* _TASK DETAILS_: Retype every one of the records below word for word, with no change to any line.

* _RECORD EXTRACTS_:
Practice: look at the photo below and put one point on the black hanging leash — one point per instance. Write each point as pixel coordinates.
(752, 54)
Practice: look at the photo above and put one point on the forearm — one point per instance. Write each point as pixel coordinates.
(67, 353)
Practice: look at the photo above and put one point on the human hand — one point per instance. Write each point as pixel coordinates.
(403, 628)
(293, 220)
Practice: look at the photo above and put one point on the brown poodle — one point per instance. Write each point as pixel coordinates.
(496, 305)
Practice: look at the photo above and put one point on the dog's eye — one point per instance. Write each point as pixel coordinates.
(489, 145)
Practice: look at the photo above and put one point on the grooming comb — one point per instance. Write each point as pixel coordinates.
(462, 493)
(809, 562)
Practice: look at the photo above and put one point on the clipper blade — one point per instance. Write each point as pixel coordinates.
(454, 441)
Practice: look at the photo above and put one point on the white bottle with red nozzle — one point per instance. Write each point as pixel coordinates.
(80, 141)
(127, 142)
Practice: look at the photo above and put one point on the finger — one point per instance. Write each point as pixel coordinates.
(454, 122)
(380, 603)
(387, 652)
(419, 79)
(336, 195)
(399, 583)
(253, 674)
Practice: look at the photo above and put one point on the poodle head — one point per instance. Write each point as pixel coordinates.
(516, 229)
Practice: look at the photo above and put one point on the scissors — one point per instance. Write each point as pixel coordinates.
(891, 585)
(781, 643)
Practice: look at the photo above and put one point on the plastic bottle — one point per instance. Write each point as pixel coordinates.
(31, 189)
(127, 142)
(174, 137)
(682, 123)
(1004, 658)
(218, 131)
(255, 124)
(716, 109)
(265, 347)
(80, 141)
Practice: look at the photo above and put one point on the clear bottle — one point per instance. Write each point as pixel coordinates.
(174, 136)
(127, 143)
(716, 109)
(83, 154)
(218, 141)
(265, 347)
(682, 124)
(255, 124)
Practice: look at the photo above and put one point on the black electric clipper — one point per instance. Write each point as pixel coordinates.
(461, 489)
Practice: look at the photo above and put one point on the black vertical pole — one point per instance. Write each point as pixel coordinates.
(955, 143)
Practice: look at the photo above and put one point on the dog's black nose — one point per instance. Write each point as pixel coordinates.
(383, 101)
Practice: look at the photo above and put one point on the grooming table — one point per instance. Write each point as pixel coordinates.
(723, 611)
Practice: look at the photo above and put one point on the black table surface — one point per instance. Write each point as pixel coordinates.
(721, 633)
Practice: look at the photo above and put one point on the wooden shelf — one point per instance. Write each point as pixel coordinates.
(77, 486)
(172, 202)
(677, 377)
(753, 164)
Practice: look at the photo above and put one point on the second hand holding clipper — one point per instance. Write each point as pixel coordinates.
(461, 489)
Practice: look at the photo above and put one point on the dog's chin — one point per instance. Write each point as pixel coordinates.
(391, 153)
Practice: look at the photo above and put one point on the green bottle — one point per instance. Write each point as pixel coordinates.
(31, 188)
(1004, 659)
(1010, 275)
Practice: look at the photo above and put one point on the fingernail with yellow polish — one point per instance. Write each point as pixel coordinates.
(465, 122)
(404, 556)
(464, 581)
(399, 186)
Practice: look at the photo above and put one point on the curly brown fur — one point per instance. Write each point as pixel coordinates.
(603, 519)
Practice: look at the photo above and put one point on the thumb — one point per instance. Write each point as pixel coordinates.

* _EXERCISE RESPONSE_:
Practice: look at the photo below and put one point on the black hanging leash — one point per instance. Write each point as pixel coordinates.
(752, 54)
Practice: look at the photo above and put one point on the forearm — one point per instance. Write each point as pixel coordinates.
(67, 353)
Practice: look at the photo above and put one point on the human hand — one point per instance. Write each point as pixel coordinates.
(403, 628)
(293, 220)
Practice: look at the photo above and put one point on the brown poodle — one point per instance. Write each point as pixel coordinates.
(496, 305)
Practice: look at the photo above and put one point on the dog's eye — one point per instance. Write each point as pixel coordinates.
(489, 145)
Practice: look at the photo above and put one point on the grooming comb — one point per instance. Write each point as pixel coordinates.
(462, 493)
(809, 562)
Practice: look at the photo above and put one point on the clipper blade — one point per instance. Write each point as pixel coordinates.
(454, 441)
Practice: look at the photo above and put one point on the white bottle with red nozzle — one point per instance. Write each point as pixel coordinates.
(80, 141)
(127, 142)
Practice: look at the photo above and put one point on the finger — one point per instance. Write each point as pixel coordinates.
(454, 122)
(380, 603)
(387, 652)
(419, 79)
(336, 195)
(399, 583)
(253, 674)
Practice: look at the photo above and put one point on the poodle head — one point per instance. Write each point as pixel coordinates.
(516, 229)
Practice: look at the photo above and put one point on the scissors — one point per instance. Write each point as pixel coordinates.
(891, 585)
(781, 643)
Practice: look at the photo above and put one point on the plastic bottle — one point per instance. Write each point as pixel coordinates.
(31, 189)
(127, 142)
(174, 137)
(682, 123)
(1004, 658)
(218, 131)
(255, 124)
(716, 109)
(265, 347)
(80, 141)
Practice: look at the photo above and put one point on the clear bottle — one point per instance. Write each point as pixel coordinates.
(174, 136)
(127, 143)
(716, 109)
(83, 154)
(218, 141)
(265, 347)
(682, 124)
(255, 124)
Practice: look at the photo above and put one point on the black electric clipper — one point per instance. Write each point as pixel coordinates.
(461, 489)
Practice: look at the photo above and put one point on the black vertical pole — one point per instance. Write each point as pixel coordinates.
(955, 143)
Practice: look at the photo above and put one point on the dog's black nose — one point per instance. Write each point as pixel coordinates.
(383, 101)
Practice: look at the photo above and put one point on the grooming table — one point per instance. Write each point as pixel coordinates.
(723, 611)
Practice: look at the photo above and put one point on the black table surface — one point per instance. Write each point as pixel coordinates.
(721, 633)
Practice: look at the photo above and put one point on the wooden shelf — one point per instance. Write each point as pixel coordinates.
(77, 486)
(172, 202)
(677, 377)
(753, 164)
Practice: look at the photo above and put one point on the second hand holding clipper — one point per instance. Write each point as pixel coordinates.
(461, 489)
Practice: look at the photo above and put one point on the dog's chin — one point per instance. Write each point as pixel coordinates.
(391, 153)
Practice: look at the photo above and put one point on the green bottle — one point per instance. Write each point as pixel coordinates.
(31, 188)
(1004, 659)
(1010, 275)
Practice: look at the photo above and put one point on the fingernail with yellow polish — one point per instance. Write each point as pixel coordinates.
(465, 122)
(404, 556)
(464, 581)
(399, 186)
Practice: look at the photo above and put one point on the curly brown fur — one point per instance. Write each point as pixel coordinates.
(603, 519)
Practice: look at the photo above and put one point on the thumb — one point per instance. Write each point as pixel coordinates.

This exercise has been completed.